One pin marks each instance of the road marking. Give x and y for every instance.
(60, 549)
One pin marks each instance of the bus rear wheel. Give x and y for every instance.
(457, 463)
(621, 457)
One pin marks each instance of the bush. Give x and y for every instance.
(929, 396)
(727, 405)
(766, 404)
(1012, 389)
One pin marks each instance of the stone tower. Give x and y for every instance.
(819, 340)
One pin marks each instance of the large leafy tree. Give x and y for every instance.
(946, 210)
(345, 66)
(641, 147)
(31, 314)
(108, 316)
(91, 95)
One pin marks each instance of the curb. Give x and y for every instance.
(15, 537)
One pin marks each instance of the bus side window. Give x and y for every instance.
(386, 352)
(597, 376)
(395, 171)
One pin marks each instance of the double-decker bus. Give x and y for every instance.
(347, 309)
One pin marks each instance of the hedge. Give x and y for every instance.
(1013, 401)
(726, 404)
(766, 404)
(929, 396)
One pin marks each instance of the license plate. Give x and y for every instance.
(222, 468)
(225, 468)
==
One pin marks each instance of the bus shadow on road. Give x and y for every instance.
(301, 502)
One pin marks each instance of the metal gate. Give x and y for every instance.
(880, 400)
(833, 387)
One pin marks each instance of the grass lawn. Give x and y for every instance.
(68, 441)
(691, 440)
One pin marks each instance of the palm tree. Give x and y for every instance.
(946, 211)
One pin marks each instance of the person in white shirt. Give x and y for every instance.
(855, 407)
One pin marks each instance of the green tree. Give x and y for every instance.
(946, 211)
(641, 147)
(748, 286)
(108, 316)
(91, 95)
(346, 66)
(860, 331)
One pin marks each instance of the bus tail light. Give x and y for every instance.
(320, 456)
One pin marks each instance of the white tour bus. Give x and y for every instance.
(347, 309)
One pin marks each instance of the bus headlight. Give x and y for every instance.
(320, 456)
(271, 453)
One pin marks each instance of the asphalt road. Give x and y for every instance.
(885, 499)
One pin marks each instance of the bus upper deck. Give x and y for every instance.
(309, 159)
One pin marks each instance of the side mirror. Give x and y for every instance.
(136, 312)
...
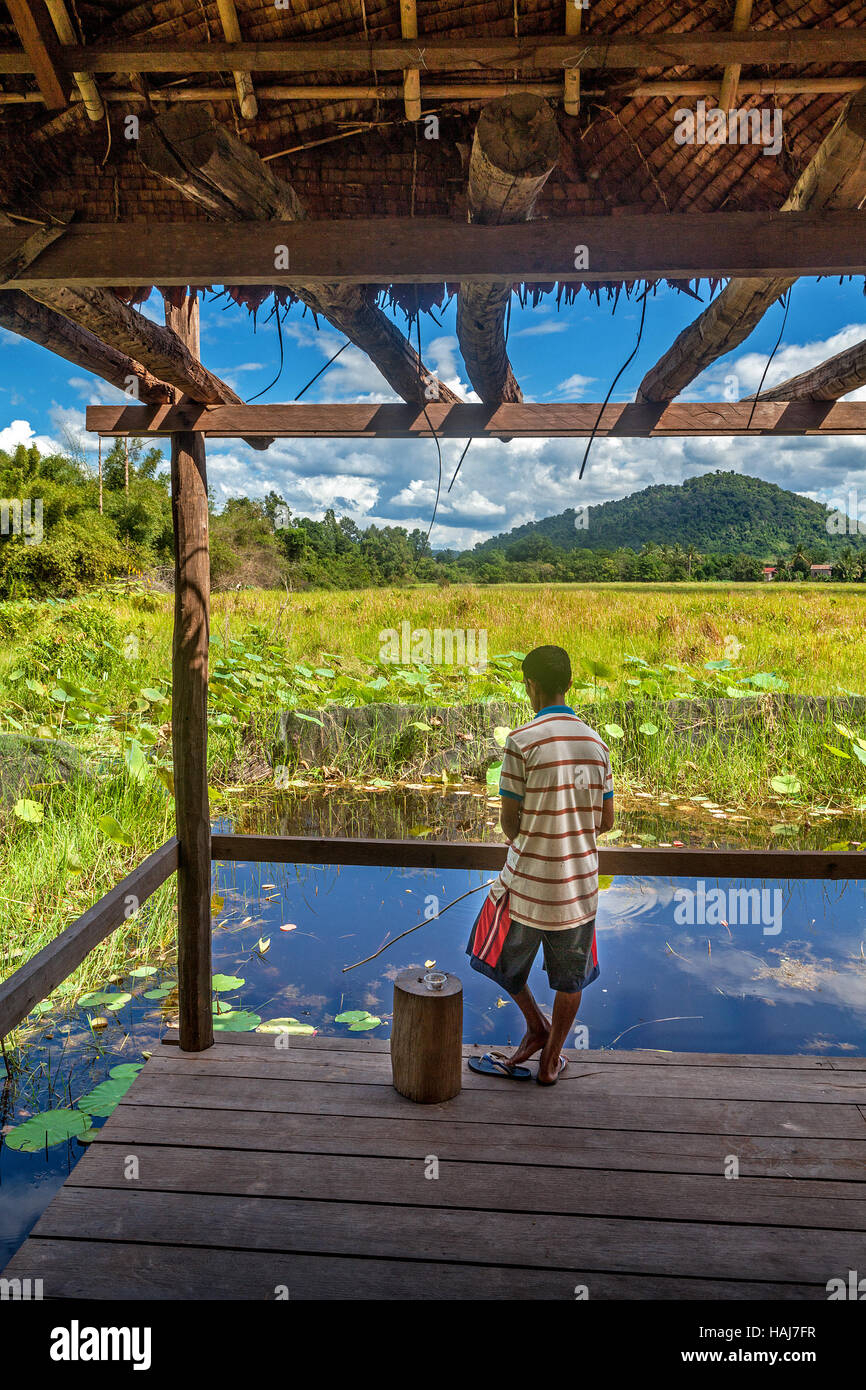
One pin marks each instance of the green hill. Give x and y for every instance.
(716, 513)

→ What is needed
Rewrite the entries from the line containing "One pin marks each instance of the road" through the line containing "(1012, 389)", putting "shrub" in place of "bush" and leaving everything else unchanged.

→ The response
One pin marks each instance of the road marking. Give x and y for every instance.
(60, 549)
One pin marks each instance of the bus rear wheel. Give x and y for every instance.
(457, 463)
(621, 457)
One pin marks each instance of the shrub. Give x and y for every instance.
(929, 396)
(727, 405)
(766, 404)
(1012, 389)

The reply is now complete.